◆ **Excerpt to read**:
§

What people often find very frustrating about my thinking is the apparent inflexibility it displays on the course of globalization (I have the strong tendency to want to ride the big waves of globalization's expansion, choosing, as much as possible, to avoid trying to stem them--because I see it as a fool's errand.) Also, I have the habit of discounting people's first instinctive desire to have America step in and do it better than the potential partners are currently doing it--like China. That unilateral, almost parental instinct is deep within our system after almost seven decades of "leading the Free World."

But indulging it in the days and years and decades ahead would be a big mistake, in my mind--a refusal to admit our successes in expanding globalization and to realize that the total package we've got spinning now is beyond our comprehensive control. We'd do better mentoring the rising crew and seeing them fulfill their economic destiny (and enrich their remaining impoverished and remain stable) than trying to run the entire show ourselves--or even trying to outdo them on most things.

§

◆ **Task instructions**: Copy the globalization passage from "But indulging it" to "on most things.", changing "mentoring" to "guiding".

(Dataset entries)

§

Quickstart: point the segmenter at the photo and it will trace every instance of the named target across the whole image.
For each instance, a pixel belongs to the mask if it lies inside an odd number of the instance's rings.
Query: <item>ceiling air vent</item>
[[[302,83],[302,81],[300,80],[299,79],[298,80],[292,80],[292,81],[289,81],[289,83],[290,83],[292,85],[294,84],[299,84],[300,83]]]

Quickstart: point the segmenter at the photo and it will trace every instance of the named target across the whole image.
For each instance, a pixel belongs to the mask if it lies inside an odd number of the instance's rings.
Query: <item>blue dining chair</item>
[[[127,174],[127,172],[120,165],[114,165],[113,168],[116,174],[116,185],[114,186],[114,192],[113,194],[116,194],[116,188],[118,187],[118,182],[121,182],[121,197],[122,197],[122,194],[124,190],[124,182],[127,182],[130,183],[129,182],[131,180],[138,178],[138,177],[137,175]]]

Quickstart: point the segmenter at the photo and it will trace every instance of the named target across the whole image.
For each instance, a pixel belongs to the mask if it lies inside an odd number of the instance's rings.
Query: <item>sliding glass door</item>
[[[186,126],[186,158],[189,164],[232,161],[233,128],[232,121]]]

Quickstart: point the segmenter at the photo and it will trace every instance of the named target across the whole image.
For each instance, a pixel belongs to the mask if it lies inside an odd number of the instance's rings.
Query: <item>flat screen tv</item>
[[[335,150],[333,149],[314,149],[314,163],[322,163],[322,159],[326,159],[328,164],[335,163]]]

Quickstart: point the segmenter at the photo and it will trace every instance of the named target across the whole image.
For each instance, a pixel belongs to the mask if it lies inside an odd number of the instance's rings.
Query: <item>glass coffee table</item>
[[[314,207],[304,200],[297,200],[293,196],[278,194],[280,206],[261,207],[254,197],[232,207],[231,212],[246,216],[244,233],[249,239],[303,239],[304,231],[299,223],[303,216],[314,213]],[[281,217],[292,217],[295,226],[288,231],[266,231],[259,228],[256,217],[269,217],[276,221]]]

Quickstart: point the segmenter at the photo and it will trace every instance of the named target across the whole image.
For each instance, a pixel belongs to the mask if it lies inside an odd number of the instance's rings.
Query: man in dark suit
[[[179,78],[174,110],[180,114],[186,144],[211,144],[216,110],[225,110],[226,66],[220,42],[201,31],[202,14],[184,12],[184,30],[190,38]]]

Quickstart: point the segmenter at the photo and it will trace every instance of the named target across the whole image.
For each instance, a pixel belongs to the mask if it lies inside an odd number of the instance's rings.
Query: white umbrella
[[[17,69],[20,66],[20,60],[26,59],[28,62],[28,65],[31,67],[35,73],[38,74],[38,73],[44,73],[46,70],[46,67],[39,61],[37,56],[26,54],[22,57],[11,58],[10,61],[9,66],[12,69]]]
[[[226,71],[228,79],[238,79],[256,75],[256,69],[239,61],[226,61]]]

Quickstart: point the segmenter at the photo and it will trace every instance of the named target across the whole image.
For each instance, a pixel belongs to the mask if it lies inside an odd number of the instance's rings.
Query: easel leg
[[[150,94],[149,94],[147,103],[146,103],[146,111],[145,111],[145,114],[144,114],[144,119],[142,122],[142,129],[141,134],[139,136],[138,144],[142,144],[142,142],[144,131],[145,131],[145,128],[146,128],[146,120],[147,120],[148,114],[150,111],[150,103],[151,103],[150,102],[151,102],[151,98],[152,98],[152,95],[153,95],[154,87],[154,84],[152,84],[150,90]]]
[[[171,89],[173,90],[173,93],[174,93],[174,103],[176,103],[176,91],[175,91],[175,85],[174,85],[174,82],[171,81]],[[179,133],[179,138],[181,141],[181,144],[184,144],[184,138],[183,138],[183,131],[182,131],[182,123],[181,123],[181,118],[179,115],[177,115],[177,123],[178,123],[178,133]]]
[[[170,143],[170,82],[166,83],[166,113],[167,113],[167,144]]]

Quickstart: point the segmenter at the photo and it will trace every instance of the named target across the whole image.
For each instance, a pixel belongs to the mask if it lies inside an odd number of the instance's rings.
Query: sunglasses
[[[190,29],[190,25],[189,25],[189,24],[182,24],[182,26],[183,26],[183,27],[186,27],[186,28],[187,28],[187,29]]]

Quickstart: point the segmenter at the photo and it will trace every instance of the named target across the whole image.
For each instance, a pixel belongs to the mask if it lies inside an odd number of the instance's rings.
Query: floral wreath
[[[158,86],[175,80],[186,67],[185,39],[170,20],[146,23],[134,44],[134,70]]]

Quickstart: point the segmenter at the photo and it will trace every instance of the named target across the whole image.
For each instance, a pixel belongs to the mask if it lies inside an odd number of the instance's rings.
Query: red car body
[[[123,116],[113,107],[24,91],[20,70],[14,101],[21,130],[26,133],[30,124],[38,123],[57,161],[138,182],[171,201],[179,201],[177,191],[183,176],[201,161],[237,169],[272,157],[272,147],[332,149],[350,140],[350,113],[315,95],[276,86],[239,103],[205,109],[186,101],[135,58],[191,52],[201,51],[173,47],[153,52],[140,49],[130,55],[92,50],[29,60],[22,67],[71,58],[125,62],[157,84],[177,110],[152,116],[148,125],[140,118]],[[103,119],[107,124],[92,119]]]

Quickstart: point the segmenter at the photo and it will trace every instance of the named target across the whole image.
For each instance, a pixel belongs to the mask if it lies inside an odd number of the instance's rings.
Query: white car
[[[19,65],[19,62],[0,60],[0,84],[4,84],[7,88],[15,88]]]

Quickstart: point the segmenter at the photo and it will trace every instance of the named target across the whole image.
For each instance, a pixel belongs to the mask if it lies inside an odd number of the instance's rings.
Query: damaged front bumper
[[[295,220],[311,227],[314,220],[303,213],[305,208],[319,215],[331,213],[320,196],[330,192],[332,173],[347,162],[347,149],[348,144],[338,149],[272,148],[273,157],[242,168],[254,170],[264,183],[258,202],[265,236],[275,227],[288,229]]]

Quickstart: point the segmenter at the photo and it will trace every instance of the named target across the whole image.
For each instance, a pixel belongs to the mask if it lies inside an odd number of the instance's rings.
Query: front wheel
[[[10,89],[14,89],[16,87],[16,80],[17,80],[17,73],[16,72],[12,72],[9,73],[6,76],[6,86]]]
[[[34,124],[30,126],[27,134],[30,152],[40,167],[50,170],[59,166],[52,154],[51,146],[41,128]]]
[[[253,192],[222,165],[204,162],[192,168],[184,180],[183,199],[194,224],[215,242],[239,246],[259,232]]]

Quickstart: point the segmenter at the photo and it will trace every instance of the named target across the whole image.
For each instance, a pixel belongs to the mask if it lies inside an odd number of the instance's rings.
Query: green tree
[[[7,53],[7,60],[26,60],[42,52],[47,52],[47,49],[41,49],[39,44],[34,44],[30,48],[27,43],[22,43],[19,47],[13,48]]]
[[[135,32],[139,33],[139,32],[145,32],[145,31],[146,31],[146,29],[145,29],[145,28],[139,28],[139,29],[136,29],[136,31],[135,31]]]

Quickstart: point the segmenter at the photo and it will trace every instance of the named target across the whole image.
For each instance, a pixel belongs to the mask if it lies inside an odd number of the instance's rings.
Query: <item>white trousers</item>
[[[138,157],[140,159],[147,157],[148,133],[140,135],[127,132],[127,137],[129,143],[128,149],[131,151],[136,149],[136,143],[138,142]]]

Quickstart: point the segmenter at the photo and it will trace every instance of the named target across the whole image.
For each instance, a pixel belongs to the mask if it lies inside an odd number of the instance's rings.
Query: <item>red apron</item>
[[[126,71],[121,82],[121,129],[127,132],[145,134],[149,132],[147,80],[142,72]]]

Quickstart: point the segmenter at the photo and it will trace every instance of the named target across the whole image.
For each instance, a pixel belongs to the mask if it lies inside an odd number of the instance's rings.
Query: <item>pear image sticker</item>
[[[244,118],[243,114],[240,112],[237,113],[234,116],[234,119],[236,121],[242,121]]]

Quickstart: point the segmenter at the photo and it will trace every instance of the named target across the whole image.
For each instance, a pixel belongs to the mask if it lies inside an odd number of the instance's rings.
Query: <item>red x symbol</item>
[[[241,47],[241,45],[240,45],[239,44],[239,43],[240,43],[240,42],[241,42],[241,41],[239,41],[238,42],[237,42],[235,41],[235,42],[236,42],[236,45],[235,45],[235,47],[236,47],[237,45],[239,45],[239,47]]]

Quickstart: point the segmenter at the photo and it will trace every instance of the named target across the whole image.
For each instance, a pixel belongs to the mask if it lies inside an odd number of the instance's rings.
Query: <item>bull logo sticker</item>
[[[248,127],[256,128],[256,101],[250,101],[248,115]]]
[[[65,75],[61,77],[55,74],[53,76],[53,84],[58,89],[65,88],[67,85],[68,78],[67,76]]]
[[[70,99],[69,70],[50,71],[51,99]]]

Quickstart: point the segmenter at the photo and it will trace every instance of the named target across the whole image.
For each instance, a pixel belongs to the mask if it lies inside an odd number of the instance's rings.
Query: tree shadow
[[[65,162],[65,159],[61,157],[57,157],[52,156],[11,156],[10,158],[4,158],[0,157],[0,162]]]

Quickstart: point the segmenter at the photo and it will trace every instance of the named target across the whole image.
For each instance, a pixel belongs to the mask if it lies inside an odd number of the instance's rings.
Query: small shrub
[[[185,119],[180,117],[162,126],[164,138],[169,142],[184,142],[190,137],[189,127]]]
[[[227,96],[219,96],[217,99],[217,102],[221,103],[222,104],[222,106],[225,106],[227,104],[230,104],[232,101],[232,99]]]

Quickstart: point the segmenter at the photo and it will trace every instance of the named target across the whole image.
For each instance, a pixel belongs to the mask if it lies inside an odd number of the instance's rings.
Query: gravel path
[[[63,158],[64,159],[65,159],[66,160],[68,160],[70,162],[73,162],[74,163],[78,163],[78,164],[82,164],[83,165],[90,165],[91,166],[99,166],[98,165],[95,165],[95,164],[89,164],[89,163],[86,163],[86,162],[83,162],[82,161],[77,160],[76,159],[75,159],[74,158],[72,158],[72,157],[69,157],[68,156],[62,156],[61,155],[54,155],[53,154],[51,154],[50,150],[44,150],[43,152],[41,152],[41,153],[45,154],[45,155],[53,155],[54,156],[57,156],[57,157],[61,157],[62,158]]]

§

◆ **Answer area**:
But indulging it in the days and years and decades ahead would be a big mistake, in my mind--a refusal to admit our successes in expanding globalization and to realize that the total package we've got spinning now is beyond our comprehensive control. We'd do better guiding the rising crew and seeing them fulfill their economic destiny (and enrich their remaining impoverished and remain stable) than trying to run the entire show ourselves--or even trying to outdo them on most things.